CONSIGNE 1 >>
Combien de sièges du CNT les partis politiques ont-ils obtenus, d'après le texte sur le Conseil national de la Transition ?
─── TEXTE EXTRAIT
Sacrée, Guinée. Elle ne tire pas de leçons de sa propre histoire et de celle de l’Afrique à laquelle elle apporte pourtant une contribution de qualité. La mise en place du Conseil national de la Transition (CNT) met en émoi le landerneau politique et au sein de la nébuleuse société civile.

Dans la Charte de la Transition, le CNRD a fixé le mandat, les missions et la structure du CNT, en précisant même le nombre de sièges attribués aux entités éligibles (81). Ainsi, les partis politiques au nombre de 181 n’ont obtenu que 15 pauvres sièges ; les Forces de Défense et de Sécurité (FDS) en ont 8, les personnes ressources 9. La Société civile exagérément éclatée hérite de la part du lion, c’est-à-dire de ce qui reste.

C’est une véritable patate chaude que le CNRD a balancée à la figure des politiciens et des activistes de la Société civile. Comment répartir 15 places entre 181 formations politiques plus promptes à se faire la guéguerre qu’à disserter, en toute convivialité ? Au sein de la société civile, les différentes structures faîtières, les syndicats, les entités socio-professionnelles s’étripent pour figurer parmi les futurs Cntêtards. En ce moment, on assiste à un branle-bas de combat, à une guerre de tranchée. On joue des coudes pour écarter les concurrents et occuper la meilleure position. Tout cela parce qu’on a été incapable de s’asseoir ensemble pour établir des critères objectifs de désignation des partis et des structures de la société civile qui doivent siéger au CNT. N’est-il pas fallacieux et intellectuellement malhonnête de prétendre que tous les partis politiques sont égaux et qu’ils peuvent, indifféremment, de façon aléatoire, devenir membres de l’organe législatif de la transition ?
──────
CONSIGNE 2 >>
Relevez chaque ligne des enregistrements où figure le mot "building".
─── DOCUMENTS SOURCES
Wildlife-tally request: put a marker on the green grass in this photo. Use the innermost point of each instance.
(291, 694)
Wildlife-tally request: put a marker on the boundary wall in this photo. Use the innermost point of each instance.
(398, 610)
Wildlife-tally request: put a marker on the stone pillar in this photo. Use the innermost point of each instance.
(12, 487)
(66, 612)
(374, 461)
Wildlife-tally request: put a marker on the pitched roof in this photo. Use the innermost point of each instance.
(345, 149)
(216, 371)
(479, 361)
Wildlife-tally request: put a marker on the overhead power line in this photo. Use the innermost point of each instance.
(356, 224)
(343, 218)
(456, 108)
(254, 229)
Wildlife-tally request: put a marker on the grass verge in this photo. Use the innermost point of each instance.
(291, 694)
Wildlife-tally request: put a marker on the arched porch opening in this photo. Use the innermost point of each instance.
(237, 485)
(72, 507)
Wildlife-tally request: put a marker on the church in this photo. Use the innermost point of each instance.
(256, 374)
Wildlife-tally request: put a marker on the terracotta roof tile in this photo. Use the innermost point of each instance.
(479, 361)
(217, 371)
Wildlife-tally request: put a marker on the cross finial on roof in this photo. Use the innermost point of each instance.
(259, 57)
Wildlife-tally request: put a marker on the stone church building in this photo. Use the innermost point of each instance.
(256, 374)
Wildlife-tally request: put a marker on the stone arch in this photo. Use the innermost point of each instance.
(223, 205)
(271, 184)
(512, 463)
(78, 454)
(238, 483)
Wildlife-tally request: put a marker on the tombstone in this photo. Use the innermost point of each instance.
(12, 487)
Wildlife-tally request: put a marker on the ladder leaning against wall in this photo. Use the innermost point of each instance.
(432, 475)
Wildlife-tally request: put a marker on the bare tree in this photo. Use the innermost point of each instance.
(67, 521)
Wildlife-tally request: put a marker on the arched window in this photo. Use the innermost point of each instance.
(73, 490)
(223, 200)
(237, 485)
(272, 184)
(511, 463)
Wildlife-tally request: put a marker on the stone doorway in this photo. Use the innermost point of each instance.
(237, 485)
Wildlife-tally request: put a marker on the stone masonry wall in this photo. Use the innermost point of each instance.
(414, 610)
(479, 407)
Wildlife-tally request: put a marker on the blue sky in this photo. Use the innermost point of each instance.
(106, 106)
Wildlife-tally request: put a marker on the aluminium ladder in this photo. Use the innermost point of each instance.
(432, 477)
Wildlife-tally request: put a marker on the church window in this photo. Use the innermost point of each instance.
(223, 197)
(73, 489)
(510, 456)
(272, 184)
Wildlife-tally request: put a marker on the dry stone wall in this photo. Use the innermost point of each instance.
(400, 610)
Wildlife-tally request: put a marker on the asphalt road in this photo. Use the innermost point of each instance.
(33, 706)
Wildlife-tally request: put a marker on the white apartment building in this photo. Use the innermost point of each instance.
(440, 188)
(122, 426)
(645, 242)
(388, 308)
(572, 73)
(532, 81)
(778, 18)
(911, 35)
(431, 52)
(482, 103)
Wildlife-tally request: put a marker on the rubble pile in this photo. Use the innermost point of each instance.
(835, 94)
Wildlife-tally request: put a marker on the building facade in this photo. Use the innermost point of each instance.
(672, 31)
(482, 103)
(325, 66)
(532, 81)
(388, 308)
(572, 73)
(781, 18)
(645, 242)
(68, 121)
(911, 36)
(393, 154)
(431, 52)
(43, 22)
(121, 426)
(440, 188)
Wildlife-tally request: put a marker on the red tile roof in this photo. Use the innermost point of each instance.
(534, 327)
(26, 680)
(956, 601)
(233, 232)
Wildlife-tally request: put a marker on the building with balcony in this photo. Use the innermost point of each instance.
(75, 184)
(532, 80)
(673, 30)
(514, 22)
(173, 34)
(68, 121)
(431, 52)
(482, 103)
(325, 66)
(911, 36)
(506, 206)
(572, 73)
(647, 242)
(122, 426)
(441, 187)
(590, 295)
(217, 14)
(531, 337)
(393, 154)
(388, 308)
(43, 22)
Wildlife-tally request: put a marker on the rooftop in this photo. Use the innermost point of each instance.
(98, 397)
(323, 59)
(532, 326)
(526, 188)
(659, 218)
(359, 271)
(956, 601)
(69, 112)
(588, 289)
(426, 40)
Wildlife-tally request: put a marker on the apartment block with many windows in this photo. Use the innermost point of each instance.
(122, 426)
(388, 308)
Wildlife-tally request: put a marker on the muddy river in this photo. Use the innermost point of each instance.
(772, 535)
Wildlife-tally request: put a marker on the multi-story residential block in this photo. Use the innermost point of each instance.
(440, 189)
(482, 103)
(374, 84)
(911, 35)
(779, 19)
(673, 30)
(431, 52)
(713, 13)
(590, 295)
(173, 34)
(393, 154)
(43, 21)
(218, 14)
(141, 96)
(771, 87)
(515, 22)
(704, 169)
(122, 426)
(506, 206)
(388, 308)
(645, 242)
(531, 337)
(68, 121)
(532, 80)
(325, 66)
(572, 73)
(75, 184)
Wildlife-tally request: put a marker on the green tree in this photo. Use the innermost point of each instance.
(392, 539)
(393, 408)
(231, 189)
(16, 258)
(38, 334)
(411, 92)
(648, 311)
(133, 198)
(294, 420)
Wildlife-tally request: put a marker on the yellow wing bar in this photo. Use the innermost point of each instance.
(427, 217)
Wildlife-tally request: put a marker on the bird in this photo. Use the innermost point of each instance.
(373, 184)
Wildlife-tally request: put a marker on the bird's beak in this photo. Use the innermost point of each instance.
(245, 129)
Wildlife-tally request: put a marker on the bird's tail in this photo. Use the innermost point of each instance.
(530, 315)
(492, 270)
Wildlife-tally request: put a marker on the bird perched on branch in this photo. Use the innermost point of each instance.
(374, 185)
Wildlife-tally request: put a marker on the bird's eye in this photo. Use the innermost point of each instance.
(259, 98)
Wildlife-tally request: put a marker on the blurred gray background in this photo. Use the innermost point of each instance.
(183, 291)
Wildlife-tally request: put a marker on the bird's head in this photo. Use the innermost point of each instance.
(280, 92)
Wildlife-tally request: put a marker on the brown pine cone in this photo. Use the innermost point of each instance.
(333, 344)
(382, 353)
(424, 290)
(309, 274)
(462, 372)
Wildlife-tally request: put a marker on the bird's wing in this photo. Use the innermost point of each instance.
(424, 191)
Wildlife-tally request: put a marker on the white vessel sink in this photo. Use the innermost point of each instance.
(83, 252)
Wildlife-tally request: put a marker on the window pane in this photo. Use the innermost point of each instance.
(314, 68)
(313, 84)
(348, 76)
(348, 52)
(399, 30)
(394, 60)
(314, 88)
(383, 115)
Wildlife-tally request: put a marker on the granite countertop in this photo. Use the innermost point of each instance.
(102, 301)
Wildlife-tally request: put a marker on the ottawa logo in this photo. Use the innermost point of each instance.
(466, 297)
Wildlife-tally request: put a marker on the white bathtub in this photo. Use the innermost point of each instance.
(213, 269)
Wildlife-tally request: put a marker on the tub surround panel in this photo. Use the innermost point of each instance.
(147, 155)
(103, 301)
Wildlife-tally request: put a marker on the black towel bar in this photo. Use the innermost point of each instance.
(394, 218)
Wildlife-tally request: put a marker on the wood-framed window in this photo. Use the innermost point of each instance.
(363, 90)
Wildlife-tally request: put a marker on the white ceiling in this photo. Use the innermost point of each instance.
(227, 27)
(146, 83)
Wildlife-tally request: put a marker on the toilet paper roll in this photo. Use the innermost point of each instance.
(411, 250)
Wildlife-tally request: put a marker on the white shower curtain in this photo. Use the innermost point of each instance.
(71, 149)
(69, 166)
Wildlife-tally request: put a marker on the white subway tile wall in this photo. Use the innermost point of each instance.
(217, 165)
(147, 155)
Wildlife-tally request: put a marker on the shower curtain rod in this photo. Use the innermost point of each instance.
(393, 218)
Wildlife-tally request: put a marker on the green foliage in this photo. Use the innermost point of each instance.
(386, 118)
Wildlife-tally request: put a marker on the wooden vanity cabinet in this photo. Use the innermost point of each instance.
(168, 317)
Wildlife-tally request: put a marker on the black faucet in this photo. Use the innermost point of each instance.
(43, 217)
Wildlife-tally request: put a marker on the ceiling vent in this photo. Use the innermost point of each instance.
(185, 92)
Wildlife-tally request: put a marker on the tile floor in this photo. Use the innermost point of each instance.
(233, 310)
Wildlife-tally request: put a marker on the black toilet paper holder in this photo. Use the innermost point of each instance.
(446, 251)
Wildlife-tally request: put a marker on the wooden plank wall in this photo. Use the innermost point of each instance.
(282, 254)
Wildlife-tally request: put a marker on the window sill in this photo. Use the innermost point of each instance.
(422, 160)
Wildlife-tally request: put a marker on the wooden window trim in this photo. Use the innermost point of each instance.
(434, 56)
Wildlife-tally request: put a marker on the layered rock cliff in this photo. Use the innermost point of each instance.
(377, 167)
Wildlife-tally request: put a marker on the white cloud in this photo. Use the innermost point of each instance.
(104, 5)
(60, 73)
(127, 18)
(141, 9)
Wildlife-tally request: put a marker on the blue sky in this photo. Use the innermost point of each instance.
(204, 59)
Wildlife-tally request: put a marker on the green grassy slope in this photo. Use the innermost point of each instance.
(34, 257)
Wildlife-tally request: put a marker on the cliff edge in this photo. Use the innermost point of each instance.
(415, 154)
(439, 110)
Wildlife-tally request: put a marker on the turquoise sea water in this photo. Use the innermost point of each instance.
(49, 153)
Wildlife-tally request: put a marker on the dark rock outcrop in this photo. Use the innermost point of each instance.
──────
RÉPONSE RÉDIGÉE 1 >>
Les partis politiques, au nombre de 181, n'ont obtenu que 15 sièges.

RÉPONSE RÉDIGÉE 2 >>
Wildlife-tally request: put a marker on the stone church building in this photo. Use the innermost point of each instance.
Wildlife-tally request: put a marker on the white apartment building in this photo. Use the innermost point of each instance.
Wildlife-tally request: put a marker on the building facade in this photo. Use the innermost point of each instance.
Wildlife-tally request: put a marker on the building with balcony in this photo. Use the innermost point of each instance.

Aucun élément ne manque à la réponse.